* [Exercise prompt] Could you write out the rows below again with "pillar" replaced by "column" and everything else unchanged?

[Entries from an annotation dataset]
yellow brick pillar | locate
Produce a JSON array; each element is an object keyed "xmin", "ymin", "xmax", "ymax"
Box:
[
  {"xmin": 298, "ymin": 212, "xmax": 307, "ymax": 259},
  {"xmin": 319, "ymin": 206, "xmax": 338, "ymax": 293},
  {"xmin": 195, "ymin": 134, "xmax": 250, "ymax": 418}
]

* [Complete output]
yellow brick column | locate
Produce a JSON array; each element is an object keyed "xmin", "ymin", "xmax", "ymax"
Box:
[
  {"xmin": 298, "ymin": 212, "xmax": 307, "ymax": 259},
  {"xmin": 319, "ymin": 206, "xmax": 338, "ymax": 293},
  {"xmin": 195, "ymin": 134, "xmax": 250, "ymax": 418}
]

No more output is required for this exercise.